**GIVEN PASSAGE**
════════════════════

Today on Pearls and Heels we feature Laura Wanjiru Ekumbo. Laura Ekumbo describes herself this way, “I was born in Nakuru. I moved to the big city when I was 4 years old. My Mum calls me Ciru, and my Dad calls me Scooby Doo sometimes. I love performing, singing in the shower, making insta stories and sharing beautiful sounds. When I grow up, I want to see: dolphins, polar bears, koala bears, Beyoncé, pyramids, mountain peaks and the northern lights. I also want to write like Alysia Harris, act like Anthony Hopkins, sing like Billie Holiday and move like Donyelle Jones. I would also like to meet me in alternate universes that knows how to write interesting sentences and use full stops properly. I dream, constantly. When I’m not avoiding answering questions I’m a performing artist (stage, mostly) and a writer.”
- Describe your typical day.
Typical is forever changing, I’ll leave out the stuff that’s not been every day in the past 6 months. I open my eyes when my body is tired of being horizontal, check my phone, listen to ‘the uploads’ playlist on SoundCloud as I drink a glass of water, brush my teeth (normal morning routine – or do some people not groom in the morning?) and then I run/yoga/cross fit/all 3/none and shower. Then I grab something to eat, fire up my laptop, respond to emails, look at last night’s horrific attempts to create art, throw myself a pity party because Alysia Harris goals are looking very distant, read an article about something ridiculous, and feel better.
By this time, I’m quarter-way through my day (for normal people that would be around 11 AM). I read through my scripts of upcoming or ongoing projects, stress about how many lines I need to learn, watch Actors on Actors interviews, or listen to BAFTA podcasts instead. Read a chapter of something intellectually challenging so I can feel smart and capable again. Then get back to the scripts. Hear my niece get home, hear her laugh, want to be the person that makes her laugh, go make her laugh and do family things. Go back into my space and create – build on characters, do research on characters, piece together lines of poetry scattered in notebooks and telegram messages to myself, scribble some lines down, marvel at how good I am at making crappy patchwork, retreat into good music, slow down, go to sleep.
- What did you want to be when you grew up?
From a young age, I always felt like I could be anything, this meant I wanted to be a lot of things. Most of them had no basis in reason, I just wanted to be, because I could, and I wanted to try everything I could. Some of those things were:
‘a modeller’ – I have no recollection of why, but it’s not something my family members ever let me forget saying.
Dolphins – they’re amazing creatures!
Power Puff Girls – all 3 because, they’re The Power Puff Girls, come on!
Kim Possible – she’s a teenage superhero with a super cool life and awesome friends, and she’s kickass.
- If you had the chance to start your career over again, what would you do differently?

════════════════════

**EXERCISE INPUTS**
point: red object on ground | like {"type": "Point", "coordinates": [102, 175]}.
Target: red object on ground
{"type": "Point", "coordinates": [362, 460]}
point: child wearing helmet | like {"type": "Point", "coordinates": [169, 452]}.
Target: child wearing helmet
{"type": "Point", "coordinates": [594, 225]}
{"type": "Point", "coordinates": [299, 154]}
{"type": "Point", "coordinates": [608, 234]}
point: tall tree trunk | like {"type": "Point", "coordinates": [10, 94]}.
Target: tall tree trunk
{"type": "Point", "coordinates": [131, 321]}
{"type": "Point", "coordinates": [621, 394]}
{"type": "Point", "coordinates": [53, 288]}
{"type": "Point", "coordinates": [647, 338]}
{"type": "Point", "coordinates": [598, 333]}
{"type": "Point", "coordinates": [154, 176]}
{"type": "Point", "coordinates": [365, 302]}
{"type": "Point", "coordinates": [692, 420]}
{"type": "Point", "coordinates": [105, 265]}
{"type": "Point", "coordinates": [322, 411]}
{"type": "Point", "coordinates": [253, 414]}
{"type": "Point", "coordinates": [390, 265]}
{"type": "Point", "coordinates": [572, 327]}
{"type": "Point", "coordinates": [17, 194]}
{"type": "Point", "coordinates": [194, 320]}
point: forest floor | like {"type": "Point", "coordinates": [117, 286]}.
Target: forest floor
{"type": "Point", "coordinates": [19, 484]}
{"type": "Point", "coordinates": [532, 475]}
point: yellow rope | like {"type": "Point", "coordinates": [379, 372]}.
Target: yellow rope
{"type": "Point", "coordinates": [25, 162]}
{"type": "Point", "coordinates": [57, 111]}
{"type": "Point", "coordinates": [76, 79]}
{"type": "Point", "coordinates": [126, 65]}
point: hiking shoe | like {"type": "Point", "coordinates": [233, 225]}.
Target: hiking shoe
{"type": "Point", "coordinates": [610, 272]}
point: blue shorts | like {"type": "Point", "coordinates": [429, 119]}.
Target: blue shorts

════════════════════

**EXERCISE SET**
- 1) Switch "hiking shoe" to "hiking boot" in the entries from the line with "point: yellow rope" up to and including the last line of the entries. Leave everything else unchanged, and give back only those lines.
- 2) Please pick up the interview with Laura Wanjiru Ekumbo after its final line and continue it.

**ANSWERS FOR THE TASKS**
- 1)
point: yellow rope | like {"type": "Point", "coordinates": [379, 372]}.
Target: yellow rope
{"type": "Point", "coordinates": [25, 162]}
{"type": "Point", "coordinates": [57, 111]}
{"type": "Point", "coordinates": [76, 79]}
{"type": "Point", "coordinates": [126, 65]}
point: hiking boot | like {"type": "Point", "coordinates": [233, 225]}.
Target: hiking boot
{"type": "Point", "coordinates": [610, 272]}
point: blue shorts | like {"type": "Point", "coordinates": [429, 119]}.
Target: blue shorts

- 2)
Nothing. Otherwise, I might not have had the opportunities I’ve had and continue to have working with magnificent people who are incredibly talented and wonderful to be around. But if this is one of those ways of asking what advice I would give to someone, trust your journey and go at your own pace.
- What would you say are the top three skills needed to succeed at your job?
Patience: when you receive criticism when people are never on time when things aren’t going right when you can’t learn your lines when you can’t get that poem right when your body won’t move right when working with large groups of incredibly different individuals and leaders in their own right, when you’re on stage and you forget your line, and when there are no auditions. Most importantly, when you need to accept things as they are, and move forward.
Professionalism: Respecting yourself, your job, and your work, is the most important decision you will ever make. Once you start to behave like a professional, others will recognize and respect you for it, and start to treat you like one.
Perseverance: There will be a few no’s, you need to not stop. There will be crappy poems that people won’t tell you they hate but will whip out their phones while you perform, you need to not stop. There will be people who’ll try to get you to ‘take care of them’ because they see you’re a woman and you want this really bad, you need to spit in their faces and not stop. There will be characters you won’t be able to shed, and your heart may feel like it can’t take anymore – it can, you need to not stop. You have something to give, don’t stop.
- As a professional how is it working in Nairobi? Is Nairobi open to what you do or what could be better?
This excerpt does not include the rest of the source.